Aveuglement à tous les étages

Illustration et leçon sur la dureté des pouvoirs, (politique, militaire et économique).


Un fait minuscule, découvert dans un formidable texte de Jacques Bouveresse publié par le Diplo, « Le carnaval tragique », nous a tout bonnement « estomaqué », tout comme il avait « estomaqué » Karl Kraus, dramaturge, poète, satiriste et journaliste autrichien à cette merveilleuse époque de la Première Guerre Mondiale. Ce fait est anecdotique à l’échelle de l’Histoire, mais d’une portée symbolique immense.

En 1915, sous le règne de François-Joseph Ier d’Autriche, « empereur d’Autriche et roi apostolique de Hongrie », quarante-quatre vétérans, à qui devaient revenir tous les honneurs, ont été fusillés pour ivresse et insubordination. A lui seul le motif permet d’imaginer toute la scène : beuverie, désordre, intervention hiérarchique, grabuge, pugilat, et pour finir : insubordination. Karl Kraus évoque cette histoire à plusieurs reprises dans sa pièce : « Les Derniers Jours de l’humanité » :

« Kragujevac. Deux rangées parallèles de vingt-deux tombes ouvertes. Devant elles, à genoux, quarante-quatre soldats revenus du front. Ils appartiennent à des classes relativement âgées et sont décorés de médailles de la bravoure de tous les niveaux. Des Bosniaques tirent à deux pas de distance. Leurs mains tremblent. La première ligne se tord de douleur au sol. Aucun n’est mort. On leur applique le canon du fusil sur la tête. »

« Mess des officiers. Le juge militaire en chef lève son verre et, buvant à la santé de son double dans la salle, il prononce ces paroles : “Tu sais, j’en aurais fait exécuter même trois cents. Les excès en matière d’ivresse ne sauraient être tolérés. Exceptionnellement, j’ai accordé à ces gens une mort honorable en les faisant fusiller” ». Auparavant, dans la même scène, le Commandant avait proclamé : « Ma devise : la guerre, ce n’est pas seulement contre l’ennemi ; il faut aussi que les nôtres s’en ressentent ! » »

Une telle abomination ne s’explique pas. Au mieux peut-on en faire une mesure de la dureté du pouvoir, (militaire en l’occurrence), et c’est très intéressant car on la retrouve ailleurs, notamment dans le sort réservé aux enfants qui n’ont pas eu la chance de pouvoir « user leur fond de culotte sur les bancs de l’école ».

Pendant que nos mômes descendent dans la rue pour proclamer leur souci de « l’Humanité », (magnifique, n’est-ce pas?), d’autres sont condamnés à descendre dans une mine dès l’âge de cinq ans ! C’est du moins ce qu’enseignent l’Histoire et l’actualité à en croire cet article : « Du XIXᵉ siècle à aujourd’hui, des enfants dans l’enfer de la mine »

« En Angleterre, dans la première moitié du XIXe, il n’est pas rare que des enfants de 5 à 8 ans, traînent à quatre pattes, des heures durant, dans les boyaux les plus étroits, là où personne d’autre ne peut se glisser, d’énormes charges de houille. Harnachés comme des bêtes, ils ne remontent au jour qu’occasionnellement. »

+++

» **Tâches à effectuer**
A. Dans le texte sur la dureté des pouvoirs, pour quels motifs les quarante-quatre vétérans ont-ils été fusillés en 1915 ?
B. Prolongez le texte sur la dureté des pouvoirs à la suite de sa dernière phrase.
Les enregistrements qui suivent forment un matériau à part, indépendant du texte sur la dureté des pouvoirs.

» **Données fournies**

+++

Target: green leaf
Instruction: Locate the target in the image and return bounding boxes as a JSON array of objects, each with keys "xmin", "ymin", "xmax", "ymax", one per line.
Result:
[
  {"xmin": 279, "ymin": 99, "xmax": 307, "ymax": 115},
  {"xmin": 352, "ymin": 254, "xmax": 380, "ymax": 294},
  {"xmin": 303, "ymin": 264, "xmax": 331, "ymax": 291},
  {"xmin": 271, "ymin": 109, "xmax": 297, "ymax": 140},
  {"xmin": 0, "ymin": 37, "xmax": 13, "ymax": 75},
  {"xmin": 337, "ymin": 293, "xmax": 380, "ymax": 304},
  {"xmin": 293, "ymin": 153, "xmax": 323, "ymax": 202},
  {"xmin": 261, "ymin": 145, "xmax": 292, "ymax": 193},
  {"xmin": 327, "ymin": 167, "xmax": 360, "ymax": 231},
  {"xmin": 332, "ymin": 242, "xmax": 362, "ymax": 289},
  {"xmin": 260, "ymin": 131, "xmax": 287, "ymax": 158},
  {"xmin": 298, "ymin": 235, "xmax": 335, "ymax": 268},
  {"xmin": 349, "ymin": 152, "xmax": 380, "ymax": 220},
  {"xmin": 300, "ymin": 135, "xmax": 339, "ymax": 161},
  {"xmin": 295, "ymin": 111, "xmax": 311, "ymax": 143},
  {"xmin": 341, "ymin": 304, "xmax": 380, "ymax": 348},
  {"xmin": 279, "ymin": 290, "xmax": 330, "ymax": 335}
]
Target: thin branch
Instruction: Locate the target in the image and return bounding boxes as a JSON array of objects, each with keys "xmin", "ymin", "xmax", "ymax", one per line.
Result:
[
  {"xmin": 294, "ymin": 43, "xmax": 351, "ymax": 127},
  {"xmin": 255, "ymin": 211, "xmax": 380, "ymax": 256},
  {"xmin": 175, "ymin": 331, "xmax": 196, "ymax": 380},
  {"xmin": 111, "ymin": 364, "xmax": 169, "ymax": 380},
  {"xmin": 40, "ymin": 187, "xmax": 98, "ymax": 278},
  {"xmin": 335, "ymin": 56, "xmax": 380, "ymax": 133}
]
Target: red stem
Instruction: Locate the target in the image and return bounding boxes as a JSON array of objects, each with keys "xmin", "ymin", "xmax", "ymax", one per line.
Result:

+++

» **Réponses dans l'ordre**
A. Pour ivresse et insubordination.

B.
Faire travailler dans une mine des enfants en bas âge est perçu aujourd’hui comme une activité criminelle, pour le moins anormale, immorale et condamnable, mais, dans l’Angleterre du XIXième, et comme l’article cité le montre bien, l’on n’y trouvait rien à redire :

« Certains patrons d’exploitations minières, comme Charles Vane, troisième marquis de Londonderry, s’obstinent à défendre à la Chambre des Lords, au nom de l’Association des propriétaires de mines du Yorkshire, le droit d’employer des « moutards » au fond. »

Cette dureté des pouvoirs, (politique, militaire et économique), pose question : quand on nie les conditions inhumaines (ou simplement injustes) que l’on impose à ses semblables, et ce alors que les responsables pourraient, au moins dans certains cas, les faire cesser d’une simple décision, (par renoncement à ce qu’ils prétendent être des solutions), comment peut-on prétendre « avoir conscience » des menaces qui pèsent sur « l’Humanité » et leur trouver une « parade » ?

L’on ne parvient même pas à faire cesser ces conditions inhumaines et bien connues imposées à quelques dizaines de milliers d’enfants, – ces mêmes enfants qui, dans nos sociétés modernes, sont quasiment sacralisés -, mais il faudrait croire que l’on pourrait changer le sort de toute « l’Humanité » qui va sur ses huit milliards d’individus ?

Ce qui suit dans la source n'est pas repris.